▶ Your objective:
Nothing may be dropped. Retype the whole listing exactly.

▶ Information given:
____

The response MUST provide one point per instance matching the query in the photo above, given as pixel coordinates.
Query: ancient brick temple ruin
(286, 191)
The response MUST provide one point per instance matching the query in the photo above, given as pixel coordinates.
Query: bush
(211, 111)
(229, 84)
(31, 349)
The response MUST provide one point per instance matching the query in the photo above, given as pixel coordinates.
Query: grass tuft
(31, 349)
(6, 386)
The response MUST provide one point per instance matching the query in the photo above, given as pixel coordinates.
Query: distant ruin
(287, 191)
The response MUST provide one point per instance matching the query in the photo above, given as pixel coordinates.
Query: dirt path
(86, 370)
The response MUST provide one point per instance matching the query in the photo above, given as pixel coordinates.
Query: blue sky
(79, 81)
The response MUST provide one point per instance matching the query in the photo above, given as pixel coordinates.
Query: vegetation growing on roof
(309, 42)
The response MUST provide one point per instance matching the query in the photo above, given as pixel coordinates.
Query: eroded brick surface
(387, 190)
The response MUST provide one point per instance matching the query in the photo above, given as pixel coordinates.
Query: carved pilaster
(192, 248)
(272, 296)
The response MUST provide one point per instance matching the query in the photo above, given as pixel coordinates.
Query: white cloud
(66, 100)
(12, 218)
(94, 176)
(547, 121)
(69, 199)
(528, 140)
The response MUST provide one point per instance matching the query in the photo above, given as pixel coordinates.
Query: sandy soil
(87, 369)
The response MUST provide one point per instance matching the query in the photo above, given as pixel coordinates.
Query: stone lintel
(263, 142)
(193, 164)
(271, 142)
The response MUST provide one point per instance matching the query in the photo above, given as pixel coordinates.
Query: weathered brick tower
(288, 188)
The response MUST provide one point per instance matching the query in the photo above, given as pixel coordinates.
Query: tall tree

____

▶ Reply:
The response MUST provide one point per instance matching the query in the photo above, given as pixel coordinates.
Query: ancient brick temple ruin
(286, 191)
The response MUST provide one point per instance matching the query in the photo above, given as pixel coordinates.
Query: bush
(211, 111)
(229, 84)
(31, 349)
The response MUST provide one point per instance matching the query in the photo above, given as pixel coordinates.
Query: grass tuft
(31, 349)
(6, 386)
The response MUST provide one point per instance matching the query in the photo above, given as pixel coordinates.
Query: distant ruin
(287, 191)
The response MUST provide one point per instance matching the query in the photo above, given as pixel coordinates.
Query: dirt path
(86, 370)
The response MUST provide one point per instance matching the query in the photo above, given as pixel coordinates.
Query: blue sky
(79, 81)
The response MUST provide one point per instance matching the query in the photo above, given as pixel coordinates.
Query: vegetation growing on roof
(309, 42)
The response MUST provide one point per instance matching the query in the photo above, given as pixel coordinates.
Query: eroded brick surface
(387, 190)
The response MUST provide one point per instance matching the query in the photo above, given as pixel coordinates.
Query: carved pilaster
(192, 248)
(272, 296)
The response MUST provide one point per instance matching the query in the photo above, given as pixel coordinates.
Query: white cloud
(66, 100)
(12, 218)
(94, 176)
(547, 121)
(69, 199)
(528, 140)
The response MUST provide one point per instance matching the query in the photo above, given as pixel coordinates.
Query: sandy soil
(87, 369)
The response MUST provide one point per instance matching the query in the photo above, given as pixel coordinates.
Query: stone lintel
(263, 142)
(193, 164)
(271, 142)
The response MUST provide one point per instance matching the query in the photo above, given as pixel coordinates.
Query: weathered brick tower
(288, 188)
The response MUST provide one point per instance matching the query in the photo above, given as pixel coordinates.
Query: tall tree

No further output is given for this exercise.